▶ _WHAT NEEDS TO BE DONE_
Find every line in the rows below that contains the word "trunk" and copy each of those lines.

begin DATASET RECORDS

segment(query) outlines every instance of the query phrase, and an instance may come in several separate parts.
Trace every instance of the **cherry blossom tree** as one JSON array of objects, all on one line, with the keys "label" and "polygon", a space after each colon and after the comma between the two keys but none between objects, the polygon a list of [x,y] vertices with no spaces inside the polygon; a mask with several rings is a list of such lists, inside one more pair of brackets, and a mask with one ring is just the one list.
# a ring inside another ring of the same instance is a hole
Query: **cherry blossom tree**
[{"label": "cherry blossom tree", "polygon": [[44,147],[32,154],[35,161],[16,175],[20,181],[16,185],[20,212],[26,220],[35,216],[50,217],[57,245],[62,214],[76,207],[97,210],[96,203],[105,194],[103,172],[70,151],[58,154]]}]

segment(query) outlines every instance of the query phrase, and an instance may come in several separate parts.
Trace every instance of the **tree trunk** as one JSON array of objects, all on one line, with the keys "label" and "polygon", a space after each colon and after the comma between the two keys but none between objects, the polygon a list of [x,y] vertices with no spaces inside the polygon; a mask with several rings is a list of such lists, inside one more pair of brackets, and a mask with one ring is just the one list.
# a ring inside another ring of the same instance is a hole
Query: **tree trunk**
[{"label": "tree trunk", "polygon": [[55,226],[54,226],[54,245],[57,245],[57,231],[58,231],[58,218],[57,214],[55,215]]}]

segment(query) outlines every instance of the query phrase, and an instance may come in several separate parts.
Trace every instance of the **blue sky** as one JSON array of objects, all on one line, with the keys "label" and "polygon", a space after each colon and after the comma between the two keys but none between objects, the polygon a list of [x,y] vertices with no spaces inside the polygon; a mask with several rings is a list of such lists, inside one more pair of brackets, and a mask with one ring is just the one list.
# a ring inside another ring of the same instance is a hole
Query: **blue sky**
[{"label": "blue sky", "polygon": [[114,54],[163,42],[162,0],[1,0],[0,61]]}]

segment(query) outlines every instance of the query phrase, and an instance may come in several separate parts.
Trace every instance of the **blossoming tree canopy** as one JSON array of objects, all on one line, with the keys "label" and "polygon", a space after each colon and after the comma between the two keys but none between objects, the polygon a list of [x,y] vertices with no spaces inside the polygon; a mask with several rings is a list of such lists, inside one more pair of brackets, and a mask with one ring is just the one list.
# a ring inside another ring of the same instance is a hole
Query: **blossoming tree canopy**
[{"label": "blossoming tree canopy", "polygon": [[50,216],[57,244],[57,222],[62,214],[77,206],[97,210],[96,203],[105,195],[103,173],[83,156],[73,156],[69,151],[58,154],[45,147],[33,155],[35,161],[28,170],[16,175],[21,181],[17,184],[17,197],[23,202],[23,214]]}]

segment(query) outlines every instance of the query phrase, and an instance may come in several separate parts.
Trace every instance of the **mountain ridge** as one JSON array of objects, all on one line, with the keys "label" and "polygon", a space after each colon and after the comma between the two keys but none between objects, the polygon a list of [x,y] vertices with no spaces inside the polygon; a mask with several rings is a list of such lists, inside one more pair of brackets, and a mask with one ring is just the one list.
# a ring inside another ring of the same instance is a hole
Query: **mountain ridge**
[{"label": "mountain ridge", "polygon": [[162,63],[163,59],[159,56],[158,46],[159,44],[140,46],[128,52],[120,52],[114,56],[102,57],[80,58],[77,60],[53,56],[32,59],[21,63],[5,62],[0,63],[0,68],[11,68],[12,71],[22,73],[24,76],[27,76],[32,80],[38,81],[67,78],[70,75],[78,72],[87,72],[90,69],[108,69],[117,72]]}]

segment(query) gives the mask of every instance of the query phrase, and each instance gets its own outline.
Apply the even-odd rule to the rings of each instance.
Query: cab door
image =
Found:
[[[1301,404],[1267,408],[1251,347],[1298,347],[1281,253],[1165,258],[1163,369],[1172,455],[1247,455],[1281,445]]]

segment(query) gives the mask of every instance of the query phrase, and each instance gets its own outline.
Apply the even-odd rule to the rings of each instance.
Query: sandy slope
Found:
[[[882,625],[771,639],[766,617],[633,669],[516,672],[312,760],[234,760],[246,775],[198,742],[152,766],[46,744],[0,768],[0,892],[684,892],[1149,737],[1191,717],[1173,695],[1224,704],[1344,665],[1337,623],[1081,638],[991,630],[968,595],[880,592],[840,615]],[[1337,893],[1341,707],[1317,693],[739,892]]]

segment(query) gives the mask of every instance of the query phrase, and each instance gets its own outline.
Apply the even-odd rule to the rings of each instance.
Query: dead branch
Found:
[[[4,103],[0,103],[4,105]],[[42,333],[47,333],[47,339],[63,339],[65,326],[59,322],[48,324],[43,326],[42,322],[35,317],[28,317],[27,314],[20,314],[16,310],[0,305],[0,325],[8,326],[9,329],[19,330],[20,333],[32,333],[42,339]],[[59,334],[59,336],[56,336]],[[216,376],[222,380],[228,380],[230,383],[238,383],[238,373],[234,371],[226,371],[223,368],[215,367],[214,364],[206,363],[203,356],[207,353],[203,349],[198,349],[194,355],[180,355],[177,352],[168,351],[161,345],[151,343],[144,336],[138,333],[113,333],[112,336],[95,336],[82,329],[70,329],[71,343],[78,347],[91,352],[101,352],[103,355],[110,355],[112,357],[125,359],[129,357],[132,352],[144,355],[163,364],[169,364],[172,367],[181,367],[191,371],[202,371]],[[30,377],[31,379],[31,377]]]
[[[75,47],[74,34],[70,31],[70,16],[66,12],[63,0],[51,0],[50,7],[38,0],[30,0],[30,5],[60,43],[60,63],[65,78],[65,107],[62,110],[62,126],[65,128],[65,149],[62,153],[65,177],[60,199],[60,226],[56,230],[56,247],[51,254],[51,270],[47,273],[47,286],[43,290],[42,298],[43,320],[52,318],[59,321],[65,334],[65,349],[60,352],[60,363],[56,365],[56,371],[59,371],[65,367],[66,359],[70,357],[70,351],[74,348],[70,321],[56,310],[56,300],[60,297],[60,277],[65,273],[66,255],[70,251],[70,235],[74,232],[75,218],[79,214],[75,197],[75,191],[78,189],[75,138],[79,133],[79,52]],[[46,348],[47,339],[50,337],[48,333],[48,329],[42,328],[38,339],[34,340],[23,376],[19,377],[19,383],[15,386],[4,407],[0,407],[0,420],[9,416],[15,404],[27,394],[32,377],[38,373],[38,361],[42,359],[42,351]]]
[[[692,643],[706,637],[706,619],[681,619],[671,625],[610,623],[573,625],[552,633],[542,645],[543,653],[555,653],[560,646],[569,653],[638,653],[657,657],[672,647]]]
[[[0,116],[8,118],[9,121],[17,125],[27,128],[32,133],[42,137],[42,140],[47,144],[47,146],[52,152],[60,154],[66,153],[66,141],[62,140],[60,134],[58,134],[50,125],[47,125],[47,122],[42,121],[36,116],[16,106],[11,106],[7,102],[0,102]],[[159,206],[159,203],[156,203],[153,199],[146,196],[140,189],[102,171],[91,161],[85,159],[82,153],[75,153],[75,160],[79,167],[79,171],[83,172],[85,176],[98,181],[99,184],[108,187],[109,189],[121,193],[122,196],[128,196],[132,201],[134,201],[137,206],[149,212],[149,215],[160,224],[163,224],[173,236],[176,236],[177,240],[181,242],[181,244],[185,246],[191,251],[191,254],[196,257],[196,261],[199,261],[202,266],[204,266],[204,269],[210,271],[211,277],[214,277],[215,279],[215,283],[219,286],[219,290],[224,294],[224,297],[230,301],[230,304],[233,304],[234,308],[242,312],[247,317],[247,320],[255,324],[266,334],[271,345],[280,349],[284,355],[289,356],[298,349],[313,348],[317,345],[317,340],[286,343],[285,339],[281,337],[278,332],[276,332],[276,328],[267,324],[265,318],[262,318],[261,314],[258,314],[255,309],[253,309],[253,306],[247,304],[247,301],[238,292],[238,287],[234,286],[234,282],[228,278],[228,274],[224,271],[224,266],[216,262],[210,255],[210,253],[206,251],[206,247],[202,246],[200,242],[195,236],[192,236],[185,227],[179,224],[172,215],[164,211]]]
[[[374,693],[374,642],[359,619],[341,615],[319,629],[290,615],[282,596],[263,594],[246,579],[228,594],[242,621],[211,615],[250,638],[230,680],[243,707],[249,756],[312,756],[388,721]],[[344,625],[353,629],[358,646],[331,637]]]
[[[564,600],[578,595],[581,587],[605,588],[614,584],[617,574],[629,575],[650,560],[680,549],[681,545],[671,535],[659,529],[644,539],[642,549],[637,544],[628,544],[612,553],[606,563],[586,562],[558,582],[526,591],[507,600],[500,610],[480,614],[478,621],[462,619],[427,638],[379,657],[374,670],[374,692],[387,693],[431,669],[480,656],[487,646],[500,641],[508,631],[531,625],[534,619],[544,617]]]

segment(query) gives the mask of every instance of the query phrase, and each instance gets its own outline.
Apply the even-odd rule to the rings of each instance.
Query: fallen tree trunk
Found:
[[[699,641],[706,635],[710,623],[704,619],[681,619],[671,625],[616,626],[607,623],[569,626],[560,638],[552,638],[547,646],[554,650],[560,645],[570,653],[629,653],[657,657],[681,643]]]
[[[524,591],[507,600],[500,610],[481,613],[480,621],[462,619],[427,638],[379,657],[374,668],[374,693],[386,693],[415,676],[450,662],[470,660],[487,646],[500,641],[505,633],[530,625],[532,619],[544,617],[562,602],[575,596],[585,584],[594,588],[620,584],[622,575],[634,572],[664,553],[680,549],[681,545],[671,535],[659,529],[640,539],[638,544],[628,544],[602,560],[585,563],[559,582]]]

end DATASET RECORDS

▶ _OUTPUT_
Trace every instance of the **tree trunk** as one JSON array of objects, all on one line, with the keys "label" and "polygon", a space after each colon and after the comma between the two keys but none between objects, the polygon a list of [x,y] vertices with no spaces inside the polygon; a mask with several rings is a list of such lists, inside one more pair of brackets, and a mask with one ring is just the one list.
Query: **tree trunk**
[{"label": "tree trunk", "polygon": [[55,226],[54,226],[54,245],[57,245],[57,231],[58,231],[58,218],[57,214],[55,215]]}]
Query: fallen tree trunk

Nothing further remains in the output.